**Records supplied**

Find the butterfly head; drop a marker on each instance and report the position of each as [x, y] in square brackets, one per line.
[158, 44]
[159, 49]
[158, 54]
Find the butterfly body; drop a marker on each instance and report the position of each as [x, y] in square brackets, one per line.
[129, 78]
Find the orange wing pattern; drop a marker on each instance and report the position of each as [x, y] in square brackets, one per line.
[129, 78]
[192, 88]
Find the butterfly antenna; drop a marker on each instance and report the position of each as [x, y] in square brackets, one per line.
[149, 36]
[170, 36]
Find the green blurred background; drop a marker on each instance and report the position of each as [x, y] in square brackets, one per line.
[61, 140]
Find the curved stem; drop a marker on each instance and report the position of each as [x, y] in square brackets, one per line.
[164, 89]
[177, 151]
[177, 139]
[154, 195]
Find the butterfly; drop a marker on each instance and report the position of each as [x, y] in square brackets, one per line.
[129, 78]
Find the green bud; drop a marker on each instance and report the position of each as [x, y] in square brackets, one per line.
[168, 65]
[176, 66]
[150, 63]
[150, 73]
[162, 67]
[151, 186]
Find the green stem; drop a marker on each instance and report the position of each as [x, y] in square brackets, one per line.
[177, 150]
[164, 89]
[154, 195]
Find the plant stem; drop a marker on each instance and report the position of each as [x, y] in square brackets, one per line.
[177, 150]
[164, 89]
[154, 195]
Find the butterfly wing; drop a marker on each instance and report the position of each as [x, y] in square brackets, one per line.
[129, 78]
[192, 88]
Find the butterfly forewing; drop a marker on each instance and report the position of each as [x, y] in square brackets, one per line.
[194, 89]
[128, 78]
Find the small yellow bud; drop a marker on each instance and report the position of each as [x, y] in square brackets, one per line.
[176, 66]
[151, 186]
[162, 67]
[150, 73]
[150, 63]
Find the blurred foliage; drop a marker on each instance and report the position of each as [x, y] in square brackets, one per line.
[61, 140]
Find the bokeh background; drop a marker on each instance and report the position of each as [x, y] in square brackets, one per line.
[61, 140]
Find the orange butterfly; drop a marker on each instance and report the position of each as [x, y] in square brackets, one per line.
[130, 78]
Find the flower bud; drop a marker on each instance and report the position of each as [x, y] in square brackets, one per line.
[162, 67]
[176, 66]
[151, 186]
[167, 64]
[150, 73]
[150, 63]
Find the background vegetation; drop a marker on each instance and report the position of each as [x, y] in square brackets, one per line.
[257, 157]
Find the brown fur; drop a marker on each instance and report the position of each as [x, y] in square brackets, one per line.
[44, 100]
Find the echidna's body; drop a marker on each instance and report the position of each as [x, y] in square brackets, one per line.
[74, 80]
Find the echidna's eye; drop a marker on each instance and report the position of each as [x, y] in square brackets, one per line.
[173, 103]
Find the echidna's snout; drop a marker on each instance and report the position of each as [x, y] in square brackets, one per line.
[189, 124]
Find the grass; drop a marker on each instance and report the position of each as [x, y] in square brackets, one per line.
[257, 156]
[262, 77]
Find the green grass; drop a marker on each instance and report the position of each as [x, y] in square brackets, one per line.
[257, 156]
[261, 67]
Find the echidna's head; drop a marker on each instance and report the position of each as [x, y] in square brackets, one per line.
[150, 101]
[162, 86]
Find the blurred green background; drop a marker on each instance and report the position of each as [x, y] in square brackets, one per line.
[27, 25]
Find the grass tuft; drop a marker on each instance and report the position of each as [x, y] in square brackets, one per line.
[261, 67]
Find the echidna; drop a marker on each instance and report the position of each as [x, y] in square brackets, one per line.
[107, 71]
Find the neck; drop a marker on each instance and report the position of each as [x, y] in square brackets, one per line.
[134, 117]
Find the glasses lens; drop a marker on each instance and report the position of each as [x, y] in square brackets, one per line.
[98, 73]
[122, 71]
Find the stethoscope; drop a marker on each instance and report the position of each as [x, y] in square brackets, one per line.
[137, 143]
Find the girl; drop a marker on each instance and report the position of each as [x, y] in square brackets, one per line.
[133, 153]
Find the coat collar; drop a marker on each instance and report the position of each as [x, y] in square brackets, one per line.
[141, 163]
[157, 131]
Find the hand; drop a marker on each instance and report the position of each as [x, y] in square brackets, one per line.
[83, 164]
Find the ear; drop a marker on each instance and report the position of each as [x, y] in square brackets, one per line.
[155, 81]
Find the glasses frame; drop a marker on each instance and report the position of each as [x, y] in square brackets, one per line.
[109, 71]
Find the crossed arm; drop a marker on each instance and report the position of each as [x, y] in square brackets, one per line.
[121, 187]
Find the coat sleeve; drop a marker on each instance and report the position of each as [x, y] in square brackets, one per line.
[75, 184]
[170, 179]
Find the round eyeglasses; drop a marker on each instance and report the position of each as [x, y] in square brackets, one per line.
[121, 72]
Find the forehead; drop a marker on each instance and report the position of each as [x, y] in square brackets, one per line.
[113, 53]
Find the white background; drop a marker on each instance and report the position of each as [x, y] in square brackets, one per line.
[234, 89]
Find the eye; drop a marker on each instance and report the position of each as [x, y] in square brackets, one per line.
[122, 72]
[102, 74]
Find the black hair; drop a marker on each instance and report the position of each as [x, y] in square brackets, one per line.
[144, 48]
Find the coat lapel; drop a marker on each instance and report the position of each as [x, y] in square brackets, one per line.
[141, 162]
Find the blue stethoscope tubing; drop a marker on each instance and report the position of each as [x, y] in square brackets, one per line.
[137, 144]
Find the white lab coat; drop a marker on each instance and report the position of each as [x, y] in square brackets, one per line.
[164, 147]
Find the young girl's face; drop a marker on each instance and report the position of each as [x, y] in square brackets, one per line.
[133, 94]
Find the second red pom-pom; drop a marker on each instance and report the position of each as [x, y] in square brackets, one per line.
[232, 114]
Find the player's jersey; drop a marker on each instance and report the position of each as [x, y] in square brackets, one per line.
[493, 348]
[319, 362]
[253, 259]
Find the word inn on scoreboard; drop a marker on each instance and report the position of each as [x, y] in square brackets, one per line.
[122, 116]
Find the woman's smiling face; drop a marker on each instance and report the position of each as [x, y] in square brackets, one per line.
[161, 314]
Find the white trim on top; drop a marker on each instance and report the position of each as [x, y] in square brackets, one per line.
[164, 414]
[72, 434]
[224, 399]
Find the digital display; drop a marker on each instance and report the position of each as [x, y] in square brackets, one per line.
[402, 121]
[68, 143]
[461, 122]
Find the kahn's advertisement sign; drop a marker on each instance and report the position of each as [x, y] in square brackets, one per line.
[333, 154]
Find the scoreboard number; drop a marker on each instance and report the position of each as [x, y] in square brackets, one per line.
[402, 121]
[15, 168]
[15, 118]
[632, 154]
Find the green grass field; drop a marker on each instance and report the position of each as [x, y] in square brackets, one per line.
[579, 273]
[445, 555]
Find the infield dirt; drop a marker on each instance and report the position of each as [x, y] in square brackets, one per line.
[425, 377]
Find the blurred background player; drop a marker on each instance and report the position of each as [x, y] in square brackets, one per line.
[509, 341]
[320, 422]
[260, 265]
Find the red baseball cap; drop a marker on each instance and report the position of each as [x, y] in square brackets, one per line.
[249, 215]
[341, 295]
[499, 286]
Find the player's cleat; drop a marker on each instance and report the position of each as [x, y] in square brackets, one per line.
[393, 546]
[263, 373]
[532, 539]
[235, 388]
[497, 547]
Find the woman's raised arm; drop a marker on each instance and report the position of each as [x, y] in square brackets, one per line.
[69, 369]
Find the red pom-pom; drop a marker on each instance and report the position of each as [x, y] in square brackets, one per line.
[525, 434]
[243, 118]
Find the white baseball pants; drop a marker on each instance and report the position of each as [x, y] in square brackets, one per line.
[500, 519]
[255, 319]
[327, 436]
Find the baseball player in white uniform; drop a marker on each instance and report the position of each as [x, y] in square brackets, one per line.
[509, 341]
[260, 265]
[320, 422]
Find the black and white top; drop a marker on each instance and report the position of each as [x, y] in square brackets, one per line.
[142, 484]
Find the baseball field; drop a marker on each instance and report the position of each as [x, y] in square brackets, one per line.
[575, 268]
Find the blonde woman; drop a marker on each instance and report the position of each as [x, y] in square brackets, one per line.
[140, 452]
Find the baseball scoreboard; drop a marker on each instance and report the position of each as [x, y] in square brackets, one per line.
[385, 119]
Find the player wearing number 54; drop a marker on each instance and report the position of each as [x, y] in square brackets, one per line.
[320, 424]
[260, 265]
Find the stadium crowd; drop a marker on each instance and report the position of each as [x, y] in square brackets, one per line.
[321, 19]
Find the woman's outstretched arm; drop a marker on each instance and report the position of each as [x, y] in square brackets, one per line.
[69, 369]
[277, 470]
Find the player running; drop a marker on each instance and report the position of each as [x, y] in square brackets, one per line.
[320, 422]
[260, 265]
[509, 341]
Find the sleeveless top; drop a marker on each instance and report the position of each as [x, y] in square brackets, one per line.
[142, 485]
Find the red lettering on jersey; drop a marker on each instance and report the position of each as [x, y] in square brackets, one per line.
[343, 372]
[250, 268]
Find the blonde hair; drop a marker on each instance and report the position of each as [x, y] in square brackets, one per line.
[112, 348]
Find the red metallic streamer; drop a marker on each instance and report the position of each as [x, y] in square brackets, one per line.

**Requirements**
Rewrite the lines of the items above, requests included, from the line that contains "Find the blonde hair;" through the last line of the items, offsetting every x and y coordinate in the answers by -84.

**Task answer**
Find the blonde hair; drop a marker on each instance and report the position of each as [x, y] in square brackets, one per line.
[28, 264]
Find the red metallic streamer; drop a marker on each instance and report the position of each as [x, y] in square brackets, one per line.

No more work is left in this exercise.